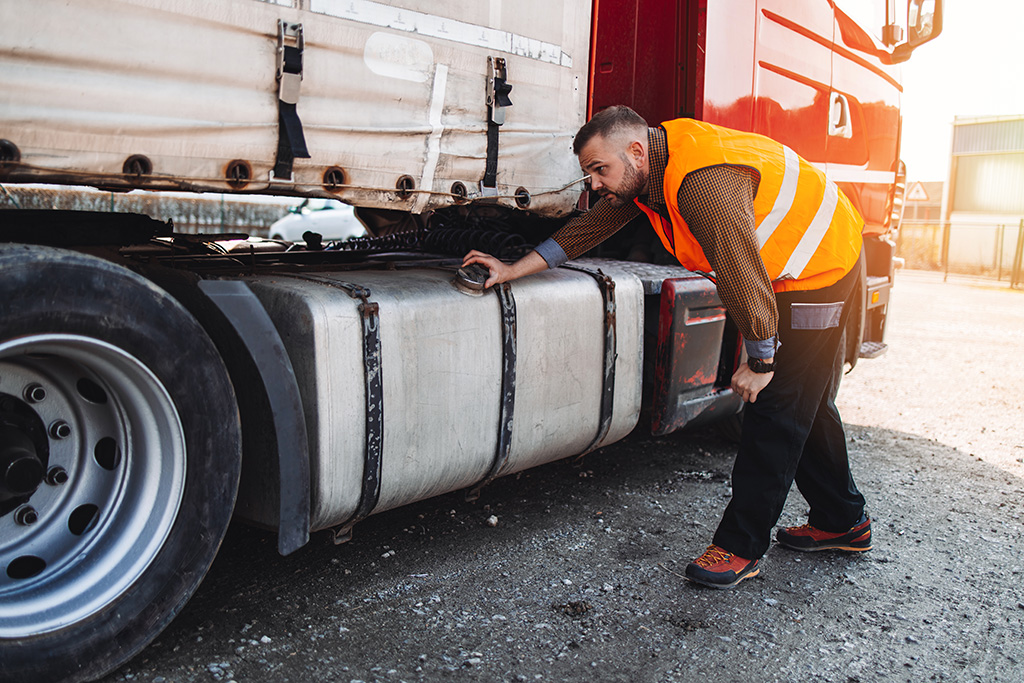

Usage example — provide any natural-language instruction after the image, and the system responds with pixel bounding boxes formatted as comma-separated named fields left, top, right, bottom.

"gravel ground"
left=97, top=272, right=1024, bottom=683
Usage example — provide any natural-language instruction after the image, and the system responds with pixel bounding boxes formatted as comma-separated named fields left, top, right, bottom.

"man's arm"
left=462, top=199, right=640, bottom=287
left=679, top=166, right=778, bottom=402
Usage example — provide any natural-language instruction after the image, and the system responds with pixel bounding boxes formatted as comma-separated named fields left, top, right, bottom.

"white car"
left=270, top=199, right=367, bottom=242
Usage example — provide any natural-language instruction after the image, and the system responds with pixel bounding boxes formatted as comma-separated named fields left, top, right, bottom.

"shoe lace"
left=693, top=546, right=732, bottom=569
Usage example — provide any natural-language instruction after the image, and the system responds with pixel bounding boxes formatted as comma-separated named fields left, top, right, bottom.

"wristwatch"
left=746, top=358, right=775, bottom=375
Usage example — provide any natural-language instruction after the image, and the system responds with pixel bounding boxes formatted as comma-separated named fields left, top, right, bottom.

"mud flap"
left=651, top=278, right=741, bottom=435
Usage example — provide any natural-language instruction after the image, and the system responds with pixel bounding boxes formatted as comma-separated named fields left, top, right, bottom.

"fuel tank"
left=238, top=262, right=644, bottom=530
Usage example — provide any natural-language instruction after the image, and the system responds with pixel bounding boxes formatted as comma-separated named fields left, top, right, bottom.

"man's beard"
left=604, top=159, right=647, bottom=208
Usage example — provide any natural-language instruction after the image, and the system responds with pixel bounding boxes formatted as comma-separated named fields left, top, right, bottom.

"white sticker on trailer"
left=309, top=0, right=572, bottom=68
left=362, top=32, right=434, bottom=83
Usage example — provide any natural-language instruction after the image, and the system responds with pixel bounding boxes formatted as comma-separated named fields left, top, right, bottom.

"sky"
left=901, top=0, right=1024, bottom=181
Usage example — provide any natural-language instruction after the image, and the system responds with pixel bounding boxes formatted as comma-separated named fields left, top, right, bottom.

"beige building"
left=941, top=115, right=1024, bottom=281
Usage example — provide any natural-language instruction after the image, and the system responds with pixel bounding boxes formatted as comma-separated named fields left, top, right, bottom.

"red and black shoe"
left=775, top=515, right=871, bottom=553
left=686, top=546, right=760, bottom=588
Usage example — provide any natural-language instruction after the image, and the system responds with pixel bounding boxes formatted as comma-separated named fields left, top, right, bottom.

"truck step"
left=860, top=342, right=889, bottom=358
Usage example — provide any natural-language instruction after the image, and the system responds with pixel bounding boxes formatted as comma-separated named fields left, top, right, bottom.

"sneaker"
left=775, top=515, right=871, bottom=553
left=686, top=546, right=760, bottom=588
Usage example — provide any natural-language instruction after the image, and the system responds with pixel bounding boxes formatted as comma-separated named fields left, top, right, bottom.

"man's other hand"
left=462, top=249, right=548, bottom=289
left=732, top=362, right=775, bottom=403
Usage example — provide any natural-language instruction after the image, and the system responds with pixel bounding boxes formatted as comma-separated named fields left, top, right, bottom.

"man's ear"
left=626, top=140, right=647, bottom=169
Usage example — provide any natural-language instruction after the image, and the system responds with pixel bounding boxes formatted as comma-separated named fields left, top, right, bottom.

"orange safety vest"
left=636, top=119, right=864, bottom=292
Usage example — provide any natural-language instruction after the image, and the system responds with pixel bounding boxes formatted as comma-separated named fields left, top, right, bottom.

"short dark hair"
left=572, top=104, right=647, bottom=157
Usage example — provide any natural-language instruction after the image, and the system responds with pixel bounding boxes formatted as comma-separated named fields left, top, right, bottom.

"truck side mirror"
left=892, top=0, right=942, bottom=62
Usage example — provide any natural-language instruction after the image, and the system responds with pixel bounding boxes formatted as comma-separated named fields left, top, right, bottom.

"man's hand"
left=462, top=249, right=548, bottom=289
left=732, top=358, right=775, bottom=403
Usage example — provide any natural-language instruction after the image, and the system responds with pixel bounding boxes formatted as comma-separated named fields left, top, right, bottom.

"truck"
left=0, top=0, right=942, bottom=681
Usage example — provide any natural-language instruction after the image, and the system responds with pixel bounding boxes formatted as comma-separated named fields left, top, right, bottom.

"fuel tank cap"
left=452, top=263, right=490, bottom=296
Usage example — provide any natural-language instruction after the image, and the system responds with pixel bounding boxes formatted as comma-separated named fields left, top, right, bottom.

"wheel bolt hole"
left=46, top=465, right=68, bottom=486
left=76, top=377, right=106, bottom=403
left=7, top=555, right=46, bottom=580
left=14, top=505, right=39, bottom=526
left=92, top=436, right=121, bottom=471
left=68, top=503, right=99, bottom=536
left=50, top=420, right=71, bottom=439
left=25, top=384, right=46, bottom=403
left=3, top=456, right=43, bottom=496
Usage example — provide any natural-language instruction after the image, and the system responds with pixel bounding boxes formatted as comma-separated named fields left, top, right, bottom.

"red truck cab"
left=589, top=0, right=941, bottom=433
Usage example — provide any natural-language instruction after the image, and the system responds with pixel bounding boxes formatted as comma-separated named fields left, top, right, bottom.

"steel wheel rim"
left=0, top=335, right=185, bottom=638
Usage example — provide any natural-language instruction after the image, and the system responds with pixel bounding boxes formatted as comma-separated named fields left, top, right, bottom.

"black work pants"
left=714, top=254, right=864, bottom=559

#####

Exercise instructions: Reproduce all of the rows above verbatim, omitting the pictures.

The answer:
Usage example — provide any natural-language instruction after the image, and the system responds with pixel bounding boxes formatted as comma-separated named fields left, top, right, bottom.

"gravel ground"
left=97, top=272, right=1024, bottom=683
Usage example — provide any natural-language instruction after the image, and the system responds with pixel bounding boxes formatted as comma-separated named fields left, top, right, bottom.

"man's arm"
left=462, top=199, right=640, bottom=287
left=679, top=166, right=778, bottom=402
Usage example — provide any natural-language instruction after the image, and the system responds with pixel bounding boxes formatted as comma-separated named fields left, top, right, bottom.

"white car"
left=270, top=199, right=367, bottom=242
Usage example — provide any natural-language instruction after the image, and the system responds with pixel bounding boxes formatted as comma-separated named fields left, top, right, bottom.

"shoe lace"
left=693, top=546, right=732, bottom=569
Usage example — provide any natural-language instruction after the image, and the system responds with pixel bounding boxes formatted as comma-separated named fields left, top, right, bottom.

"wristwatch"
left=746, top=358, right=775, bottom=375
Usage example — provide any natural-language instruction after the image, and the system responds with pixel bounding boxes formatted as comma-separated named fields left, top, right, bottom.

"mud flap"
left=651, top=278, right=741, bottom=435
Usage example — provide any natural-language instruction after the image, and the system responds with pixel bounding boxes formatted as comma-separated named fields left, top, right, bottom.

"fuel tank"
left=238, top=262, right=644, bottom=530
Usage example — provide any natural-language instruction after the image, and the system responds with pixel bounding boxes formatted as comma-separated named fields left, top, right, bottom.

"man's beard"
left=604, top=159, right=647, bottom=208
Usage example — provide any natural-language instruction after the image, and the system responds with pixel bounding boxes formatted as comma-separated named fields left, top, right, bottom.

"white sticker on trailer"
left=309, top=0, right=572, bottom=68
left=362, top=32, right=434, bottom=83
Usage example — provide any natural-language instruction after the image, and the system responds with pixel bounding boxes formatted as comma-separated named fields left, top, right, bottom.

"sky"
left=901, top=0, right=1024, bottom=181
Usage example — provide any natural-language instruction after the image, and the system responds with pixel bounding boxes formatted as comma-separated named fields left, top, right, bottom.

"beige building"
left=941, top=115, right=1024, bottom=281
Usage example — provide any natural-language instruction after the image, and the system responds with pixel bounding boxes formatted as comma-separated named fields left, top, right, bottom.

"red and black shoe"
left=775, top=515, right=871, bottom=553
left=686, top=546, right=760, bottom=588
Usage example — provide any natural-language instruction after the image, and the system responds with pixel bounding boxes formatted as comma-separated named fields left, top, right, bottom.

"truck step"
left=860, top=342, right=889, bottom=358
Usage example — provide any natural-language instruction after the image, and the system responds with pixel bounding boxes formatted as comma-separated named fields left, top, right, bottom.

"sneaker"
left=775, top=515, right=871, bottom=553
left=686, top=546, right=760, bottom=588
Usage example — provide any natural-language instruction after the image, and the system responds with pixel bounding boxes formatted as comma-separated named fields left, top, right, bottom.

"man's other hand"
left=462, top=249, right=548, bottom=289
left=732, top=362, right=775, bottom=403
Usage example — provide any natural-language instruction after the image, and the system responds with pixel bounding boxes formatted as comma-separated named fields left, top, right, bottom.

"man's ear"
left=626, top=140, right=647, bottom=169
Usage example — provide any natural-language instruction after the image, and the system responds with pixel bounding boxes formatted as comma-separated named fields left, top, right, bottom.

"orange safety vest"
left=636, top=119, right=864, bottom=292
Usage example — provide any natural-language instruction after the image, and the system responds with pixel bounding boxes formatted as comma-separated named fields left, top, right, bottom.

"short dark hair"
left=572, top=104, right=647, bottom=157
Usage example — provide any natural-language instruction after the image, and the system responds with pixel bounding boxes formatted as comma-separated named fields left, top, right, bottom.

"truck side mirror"
left=892, top=0, right=942, bottom=62
Usage example — provide any natural-language instruction after the image, and the system responds with pixel bounding boxes formatted as comma-separated named fields left, top, right, bottom.

"man's hand"
left=462, top=249, right=548, bottom=289
left=732, top=358, right=775, bottom=403
Usage example — provide any natural-language instruction after the image, and the system responds with pixel bounding boxes formatted as comma-separated named fields left, top, right, bottom.

"truck"
left=0, top=0, right=942, bottom=681
Usage example — provide any natural-language instruction after the image, and the system responds with pixel bounding boxes formatted as comma-separated named fields left, top, right, bottom.

"fuel tank cap"
left=452, top=263, right=490, bottom=296
Usage example — provide any natural-language instruction after the image, and the system responds with pixel bounding boxes formatted as comma-separated named fields left, top, right, bottom.

"wheel bolt hole"
left=46, top=465, right=68, bottom=486
left=76, top=377, right=106, bottom=403
left=7, top=555, right=46, bottom=580
left=14, top=505, right=39, bottom=526
left=92, top=436, right=121, bottom=471
left=68, top=503, right=99, bottom=536
left=50, top=420, right=71, bottom=439
left=25, top=384, right=46, bottom=403
left=3, top=456, right=43, bottom=496
Usage example — provide any natural-language instruction after the image, and the system responds with pixel bounding boxes formatted as comma-separated named fields left, top, right, bottom.

"red truck cab"
left=589, top=0, right=941, bottom=433
Usage example — provide any natural-language instruction after the image, and the system responds with pixel bounding boxes formatted as comma-separated named fields left, top, right, bottom.

"steel wheel rim"
left=0, top=335, right=185, bottom=638
Usage example — provide any natural-language instruction after the image, and the system responds with pixel bounding boxes formatted as comma-separated named fields left, top, right, bottom.

"black work pants"
left=714, top=254, right=864, bottom=559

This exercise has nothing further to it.